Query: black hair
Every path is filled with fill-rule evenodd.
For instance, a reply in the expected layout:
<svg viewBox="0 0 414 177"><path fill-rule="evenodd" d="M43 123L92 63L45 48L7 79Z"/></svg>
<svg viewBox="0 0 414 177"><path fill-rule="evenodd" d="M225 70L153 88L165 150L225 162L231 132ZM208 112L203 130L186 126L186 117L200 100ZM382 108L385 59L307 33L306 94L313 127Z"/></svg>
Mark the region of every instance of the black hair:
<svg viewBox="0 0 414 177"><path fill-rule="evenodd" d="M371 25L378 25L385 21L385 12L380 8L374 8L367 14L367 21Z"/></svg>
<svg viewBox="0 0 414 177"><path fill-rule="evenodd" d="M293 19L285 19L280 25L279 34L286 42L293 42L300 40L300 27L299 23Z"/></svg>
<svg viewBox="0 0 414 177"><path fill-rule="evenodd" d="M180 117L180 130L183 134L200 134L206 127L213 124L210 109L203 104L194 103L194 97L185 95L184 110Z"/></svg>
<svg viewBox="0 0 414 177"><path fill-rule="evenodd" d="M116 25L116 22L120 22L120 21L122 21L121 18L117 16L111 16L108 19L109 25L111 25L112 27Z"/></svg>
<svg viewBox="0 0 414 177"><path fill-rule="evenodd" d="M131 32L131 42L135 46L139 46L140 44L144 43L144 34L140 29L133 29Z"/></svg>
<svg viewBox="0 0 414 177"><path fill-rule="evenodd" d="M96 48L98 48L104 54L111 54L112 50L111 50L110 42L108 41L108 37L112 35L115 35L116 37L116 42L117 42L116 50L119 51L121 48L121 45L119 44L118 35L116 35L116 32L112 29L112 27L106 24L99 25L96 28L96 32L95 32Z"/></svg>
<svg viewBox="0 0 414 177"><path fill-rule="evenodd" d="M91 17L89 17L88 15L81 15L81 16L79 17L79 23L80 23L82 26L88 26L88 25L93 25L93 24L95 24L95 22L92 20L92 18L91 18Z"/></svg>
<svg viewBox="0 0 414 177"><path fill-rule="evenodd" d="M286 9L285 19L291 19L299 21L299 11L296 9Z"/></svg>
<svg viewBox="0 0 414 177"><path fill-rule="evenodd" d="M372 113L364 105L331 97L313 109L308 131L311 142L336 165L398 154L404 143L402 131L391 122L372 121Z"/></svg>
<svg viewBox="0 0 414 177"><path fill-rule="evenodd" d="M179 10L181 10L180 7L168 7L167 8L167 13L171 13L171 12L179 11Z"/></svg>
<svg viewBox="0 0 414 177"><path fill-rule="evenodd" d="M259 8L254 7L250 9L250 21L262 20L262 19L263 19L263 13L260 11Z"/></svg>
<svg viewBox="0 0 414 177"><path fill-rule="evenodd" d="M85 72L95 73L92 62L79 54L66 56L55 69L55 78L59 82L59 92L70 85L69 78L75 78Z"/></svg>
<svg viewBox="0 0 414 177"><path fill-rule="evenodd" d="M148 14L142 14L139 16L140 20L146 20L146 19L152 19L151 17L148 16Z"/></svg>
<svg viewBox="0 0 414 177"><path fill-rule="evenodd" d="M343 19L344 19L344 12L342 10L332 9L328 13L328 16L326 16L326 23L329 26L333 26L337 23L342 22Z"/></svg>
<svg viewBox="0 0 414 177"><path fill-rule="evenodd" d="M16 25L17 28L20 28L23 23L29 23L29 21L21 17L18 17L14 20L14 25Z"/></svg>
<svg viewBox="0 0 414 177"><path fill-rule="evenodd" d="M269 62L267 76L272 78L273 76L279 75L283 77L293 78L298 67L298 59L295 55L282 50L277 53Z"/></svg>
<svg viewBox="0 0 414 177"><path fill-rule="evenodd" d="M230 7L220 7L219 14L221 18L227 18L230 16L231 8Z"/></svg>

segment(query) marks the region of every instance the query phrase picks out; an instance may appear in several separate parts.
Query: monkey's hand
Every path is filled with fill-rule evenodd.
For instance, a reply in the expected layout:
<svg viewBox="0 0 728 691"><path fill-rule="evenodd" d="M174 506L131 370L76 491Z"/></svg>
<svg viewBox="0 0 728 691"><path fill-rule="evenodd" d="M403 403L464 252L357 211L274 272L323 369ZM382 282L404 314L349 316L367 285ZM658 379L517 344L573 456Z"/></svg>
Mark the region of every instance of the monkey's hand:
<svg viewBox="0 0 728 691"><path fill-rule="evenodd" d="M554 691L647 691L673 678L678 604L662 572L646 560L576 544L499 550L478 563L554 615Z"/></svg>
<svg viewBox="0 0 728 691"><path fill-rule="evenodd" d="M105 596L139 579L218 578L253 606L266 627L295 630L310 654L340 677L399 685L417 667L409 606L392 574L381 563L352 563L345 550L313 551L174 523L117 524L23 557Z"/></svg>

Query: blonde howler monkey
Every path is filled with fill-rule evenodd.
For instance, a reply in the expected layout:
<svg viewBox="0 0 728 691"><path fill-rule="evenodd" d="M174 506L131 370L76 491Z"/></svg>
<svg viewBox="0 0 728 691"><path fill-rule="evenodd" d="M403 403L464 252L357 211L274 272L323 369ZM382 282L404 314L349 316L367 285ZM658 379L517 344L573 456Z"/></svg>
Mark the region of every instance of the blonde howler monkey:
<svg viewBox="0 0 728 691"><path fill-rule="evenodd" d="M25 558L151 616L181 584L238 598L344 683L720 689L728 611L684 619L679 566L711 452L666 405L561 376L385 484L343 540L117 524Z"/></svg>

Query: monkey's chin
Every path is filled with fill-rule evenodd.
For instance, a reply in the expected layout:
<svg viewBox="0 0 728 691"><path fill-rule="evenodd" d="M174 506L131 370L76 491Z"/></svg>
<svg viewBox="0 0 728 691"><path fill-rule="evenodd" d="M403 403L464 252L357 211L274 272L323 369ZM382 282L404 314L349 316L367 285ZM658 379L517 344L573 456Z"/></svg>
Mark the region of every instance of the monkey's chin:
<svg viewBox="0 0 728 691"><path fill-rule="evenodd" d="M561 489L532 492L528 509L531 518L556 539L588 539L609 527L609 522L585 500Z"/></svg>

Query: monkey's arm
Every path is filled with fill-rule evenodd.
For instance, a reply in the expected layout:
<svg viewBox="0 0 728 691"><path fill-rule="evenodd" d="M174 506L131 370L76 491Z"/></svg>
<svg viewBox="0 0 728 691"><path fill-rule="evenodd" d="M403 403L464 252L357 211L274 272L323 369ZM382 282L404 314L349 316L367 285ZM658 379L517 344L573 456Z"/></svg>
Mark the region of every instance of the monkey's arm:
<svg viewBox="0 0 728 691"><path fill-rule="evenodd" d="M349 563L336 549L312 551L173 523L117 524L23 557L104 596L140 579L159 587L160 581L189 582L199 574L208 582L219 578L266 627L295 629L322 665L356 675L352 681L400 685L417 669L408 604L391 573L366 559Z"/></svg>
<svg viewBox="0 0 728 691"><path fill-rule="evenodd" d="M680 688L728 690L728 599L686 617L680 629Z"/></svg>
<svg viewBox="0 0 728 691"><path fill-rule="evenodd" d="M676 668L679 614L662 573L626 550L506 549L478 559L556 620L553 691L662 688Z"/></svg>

_ _ _ _ _

Repeat each entry exactly, so that nothing in the listing is lost.

*Result below:*
Query: black hair
Every path is filled with fill-rule evenodd.
For instance, a reply in the expected layout:
<svg viewBox="0 0 414 177"><path fill-rule="evenodd" d="M43 123L92 63L45 48L7 79Z"/></svg>
<svg viewBox="0 0 414 177"><path fill-rule="evenodd" d="M225 70L153 88L165 150L225 162L231 132ZM208 112L203 130L186 126L186 117L200 100ZM382 108L385 59L307 33L306 94L313 127Z"/></svg>
Mark the region of every instance of the black hair:
<svg viewBox="0 0 414 177"><path fill-rule="evenodd" d="M371 25L378 25L385 21L385 12L380 8L374 8L367 14L367 21Z"/></svg>
<svg viewBox="0 0 414 177"><path fill-rule="evenodd" d="M293 19L285 19L280 25L279 34L286 42L293 42L300 40L300 27L299 23Z"/></svg>
<svg viewBox="0 0 414 177"><path fill-rule="evenodd" d="M180 117L180 130L183 134L200 134L206 127L213 124L210 109L203 104L194 103L194 97L185 95L184 110Z"/></svg>
<svg viewBox="0 0 414 177"><path fill-rule="evenodd" d="M116 25L116 22L120 22L120 21L122 21L121 18L117 16L111 16L108 19L109 25L111 25L112 27Z"/></svg>
<svg viewBox="0 0 414 177"><path fill-rule="evenodd" d="M131 32L131 42L135 46L139 46L140 44L144 43L144 34L140 29L133 29Z"/></svg>
<svg viewBox="0 0 414 177"><path fill-rule="evenodd" d="M96 48L98 48L104 54L111 54L112 50L111 50L110 42L108 41L108 37L112 35L115 35L116 37L116 42L117 42L116 50L119 51L121 48L121 45L119 44L118 35L116 35L116 32L112 29L112 27L106 24L99 25L96 28L96 32L95 32Z"/></svg>
<svg viewBox="0 0 414 177"><path fill-rule="evenodd" d="M91 17L89 17L88 15L81 15L81 16L79 17L79 23L80 23L82 26L88 26L88 25L93 25L93 24L95 24L95 22L92 20L92 18L91 18Z"/></svg>
<svg viewBox="0 0 414 177"><path fill-rule="evenodd" d="M286 9L285 19L291 19L299 21L299 11L296 9Z"/></svg>
<svg viewBox="0 0 414 177"><path fill-rule="evenodd" d="M372 113L364 105L331 97L313 109L308 131L311 142L336 165L398 154L404 143L402 131L391 122L372 121Z"/></svg>
<svg viewBox="0 0 414 177"><path fill-rule="evenodd" d="M179 10L181 10L180 7L168 7L167 8L167 13L171 13L171 12L179 11Z"/></svg>
<svg viewBox="0 0 414 177"><path fill-rule="evenodd" d="M259 8L254 7L250 9L250 21L262 20L262 19L263 19L263 13L260 11Z"/></svg>
<svg viewBox="0 0 414 177"><path fill-rule="evenodd" d="M85 72L95 73L92 62L79 54L66 56L55 69L55 78L59 82L59 92L70 85L69 78L75 78Z"/></svg>
<svg viewBox="0 0 414 177"><path fill-rule="evenodd" d="M148 14L142 14L139 16L140 20L146 20L146 19L152 19L151 17L148 16Z"/></svg>
<svg viewBox="0 0 414 177"><path fill-rule="evenodd" d="M343 19L344 19L344 12L342 10L332 9L328 13L328 16L326 16L326 23L329 26L333 26L337 23L342 22Z"/></svg>
<svg viewBox="0 0 414 177"><path fill-rule="evenodd" d="M16 25L17 28L20 28L23 23L29 23L29 21L21 17L18 17L14 20L14 25Z"/></svg>
<svg viewBox="0 0 414 177"><path fill-rule="evenodd" d="M269 62L267 76L272 78L273 76L279 75L283 77L293 78L298 67L298 59L295 55L282 50L277 53Z"/></svg>
<svg viewBox="0 0 414 177"><path fill-rule="evenodd" d="M230 7L220 7L219 14L221 18L227 18L230 16L231 8Z"/></svg>

segment(query) marks the region of every instance the query phrase picks out; an instance may appear in several separate parts.
Query: monkey's hand
Every path is filled with fill-rule evenodd.
For instance, a reply in the expected layout:
<svg viewBox="0 0 728 691"><path fill-rule="evenodd" d="M174 506L131 370L76 491Z"/></svg>
<svg viewBox="0 0 728 691"><path fill-rule="evenodd" d="M403 403L464 252L357 211L274 272L323 369ZM382 282L404 314L349 316L367 285ZM658 379L517 344L573 456Z"/></svg>
Mark the region of every instance of the monkey's hand:
<svg viewBox="0 0 728 691"><path fill-rule="evenodd" d="M554 691L647 691L673 678L678 604L662 572L646 560L576 544L499 550L478 563L554 615Z"/></svg>
<svg viewBox="0 0 728 691"><path fill-rule="evenodd" d="M105 596L139 579L218 578L253 606L266 627L295 630L310 654L340 677L399 685L417 667L409 606L392 574L381 563L352 563L345 550L313 551L174 523L117 524L23 557Z"/></svg>

Query: blonde howler monkey
Every path is filled with fill-rule evenodd.
For instance, a reply in the expected layout:
<svg viewBox="0 0 728 691"><path fill-rule="evenodd" d="M174 506L131 370L76 491Z"/></svg>
<svg viewBox="0 0 728 691"><path fill-rule="evenodd" d="M403 403L464 252L357 211L274 272L323 369ZM382 282L404 314L349 316L367 285ZM658 379L517 344L573 456Z"/></svg>
Mark the region of every instance of the blonde howler monkey:
<svg viewBox="0 0 728 691"><path fill-rule="evenodd" d="M25 558L151 616L181 584L238 598L344 683L720 689L728 611L684 619L679 566L711 452L666 405L561 376L385 484L343 540L117 524Z"/></svg>

Query: monkey's chin
Every path is filled with fill-rule evenodd.
For instance, a reply in the expected layout:
<svg viewBox="0 0 728 691"><path fill-rule="evenodd" d="M174 506L131 370L76 491Z"/></svg>
<svg viewBox="0 0 728 691"><path fill-rule="evenodd" d="M403 403L464 252L357 211L274 272L323 369ZM382 282L404 314L349 316L367 285ZM658 379L517 344L573 456Z"/></svg>
Mark the region of every instance of the monkey's chin:
<svg viewBox="0 0 728 691"><path fill-rule="evenodd" d="M561 489L532 492L528 509L531 518L556 539L588 539L609 527L609 522L585 500Z"/></svg>

Query: monkey's arm
Every path is filled with fill-rule evenodd.
For instance, a reply in the expected layout:
<svg viewBox="0 0 728 691"><path fill-rule="evenodd" d="M174 506L131 370L76 491Z"/></svg>
<svg viewBox="0 0 728 691"><path fill-rule="evenodd" d="M403 403L464 252L357 211L274 272L323 369ZM382 282L404 314L349 316L367 285ZM658 379L517 344L573 456Z"/></svg>
Mark the region of every instance of the monkey's arm:
<svg viewBox="0 0 728 691"><path fill-rule="evenodd" d="M349 563L336 549L312 551L173 523L117 524L23 557L104 596L140 579L159 587L160 581L189 582L199 574L208 582L219 578L266 627L295 629L322 665L356 675L352 681L400 685L417 669L408 604L391 573L366 559Z"/></svg>
<svg viewBox="0 0 728 691"><path fill-rule="evenodd" d="M680 688L728 690L728 599L686 617L680 629Z"/></svg>
<svg viewBox="0 0 728 691"><path fill-rule="evenodd" d="M676 668L679 614L662 573L626 550L506 549L478 559L556 620L553 691L662 688Z"/></svg>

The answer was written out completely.